RECORDS FOR PROCESSING |
---+---

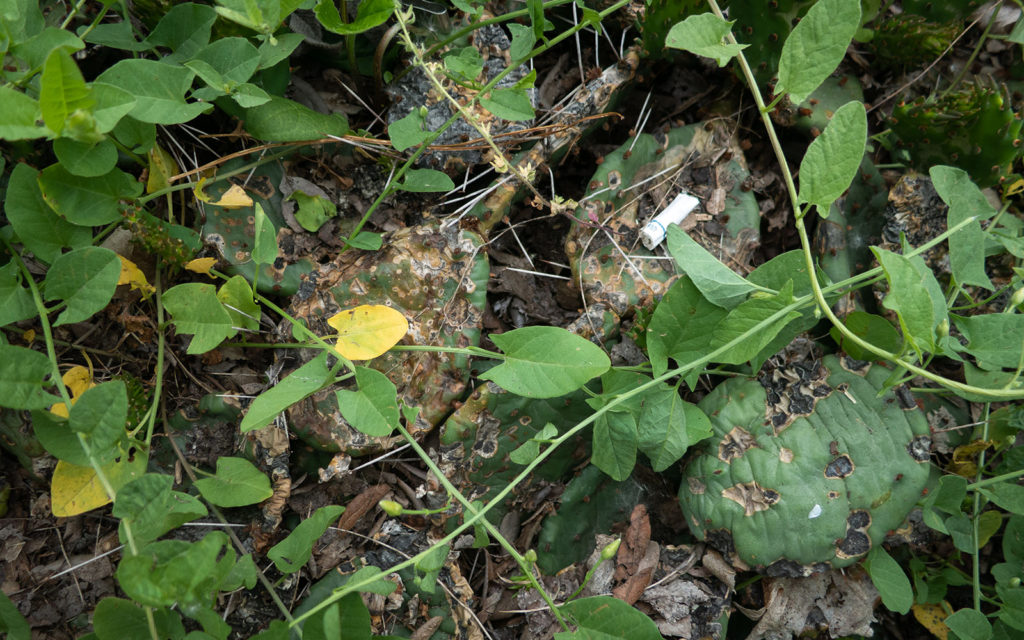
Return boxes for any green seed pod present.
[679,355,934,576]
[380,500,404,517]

---+---

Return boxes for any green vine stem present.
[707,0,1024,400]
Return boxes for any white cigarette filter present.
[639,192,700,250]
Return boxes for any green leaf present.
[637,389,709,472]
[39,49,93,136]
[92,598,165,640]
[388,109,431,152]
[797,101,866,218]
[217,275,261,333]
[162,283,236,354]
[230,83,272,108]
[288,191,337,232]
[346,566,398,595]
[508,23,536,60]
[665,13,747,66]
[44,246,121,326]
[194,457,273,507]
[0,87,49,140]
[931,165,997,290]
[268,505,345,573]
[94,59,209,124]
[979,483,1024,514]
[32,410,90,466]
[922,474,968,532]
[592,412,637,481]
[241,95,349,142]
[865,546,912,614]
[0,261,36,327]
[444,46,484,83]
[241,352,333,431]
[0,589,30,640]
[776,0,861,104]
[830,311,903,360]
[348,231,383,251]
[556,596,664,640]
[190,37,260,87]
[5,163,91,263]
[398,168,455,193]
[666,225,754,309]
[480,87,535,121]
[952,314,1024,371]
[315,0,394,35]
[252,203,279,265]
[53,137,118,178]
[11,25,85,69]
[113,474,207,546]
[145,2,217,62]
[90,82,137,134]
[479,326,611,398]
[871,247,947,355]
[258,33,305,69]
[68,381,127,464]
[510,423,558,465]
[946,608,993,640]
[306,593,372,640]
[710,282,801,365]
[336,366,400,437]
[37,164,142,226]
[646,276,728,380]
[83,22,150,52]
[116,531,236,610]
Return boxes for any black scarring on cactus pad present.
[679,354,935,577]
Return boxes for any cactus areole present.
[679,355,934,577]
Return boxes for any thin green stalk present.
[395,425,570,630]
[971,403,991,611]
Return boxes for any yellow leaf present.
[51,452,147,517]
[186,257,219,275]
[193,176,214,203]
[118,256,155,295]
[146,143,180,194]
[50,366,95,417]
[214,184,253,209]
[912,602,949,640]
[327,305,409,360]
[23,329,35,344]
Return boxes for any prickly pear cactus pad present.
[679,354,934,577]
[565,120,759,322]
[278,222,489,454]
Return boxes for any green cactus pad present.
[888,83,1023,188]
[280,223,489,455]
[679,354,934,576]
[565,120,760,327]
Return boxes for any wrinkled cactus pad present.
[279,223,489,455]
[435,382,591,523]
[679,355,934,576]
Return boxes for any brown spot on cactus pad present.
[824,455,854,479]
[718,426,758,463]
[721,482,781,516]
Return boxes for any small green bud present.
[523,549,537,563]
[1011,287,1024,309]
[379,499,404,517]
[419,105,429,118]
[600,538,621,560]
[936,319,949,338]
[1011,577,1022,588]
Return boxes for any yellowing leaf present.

---+---

WHAT TO DO | From the material above, retype precisely the lines between the line holding "Return boxes for any cactus areole present." and the line holding "Return boxes for any yellowing leaf present.", inclusive, and nothing beyond them.

YOUR SOLUTION |
Return boxes for any cactus areole present.
[679,355,934,577]
Return boxes for any thin green stalk present.
[395,425,570,630]
[971,403,991,611]
Return boxes for any yellow leaf present.
[51,452,147,517]
[186,257,219,275]
[193,176,214,203]
[118,256,155,295]
[146,143,180,194]
[50,366,95,417]
[214,184,253,209]
[912,602,949,640]
[327,305,409,360]
[23,329,35,344]
Return boxes for any prickly pear cactus pad present.
[679,354,934,577]
[565,120,759,322]
[278,222,489,454]
Return boxes for any green cactus pad present.
[888,83,1023,188]
[280,223,489,455]
[679,354,934,576]
[565,120,760,327]
Return boxes for any wrinkled cactus pad present.
[279,223,489,455]
[435,382,591,523]
[679,355,934,576]
Return boxes for any brown spot on cactus pad present.
[824,455,854,479]
[718,426,758,463]
[721,482,781,516]
Return boxes for any small green bud present.
[523,549,537,563]
[1011,287,1024,309]
[379,499,404,517]
[419,105,429,118]
[600,538,621,560]
[936,319,949,338]
[1011,577,1022,588]
Return boxes for any yellowing leaf present.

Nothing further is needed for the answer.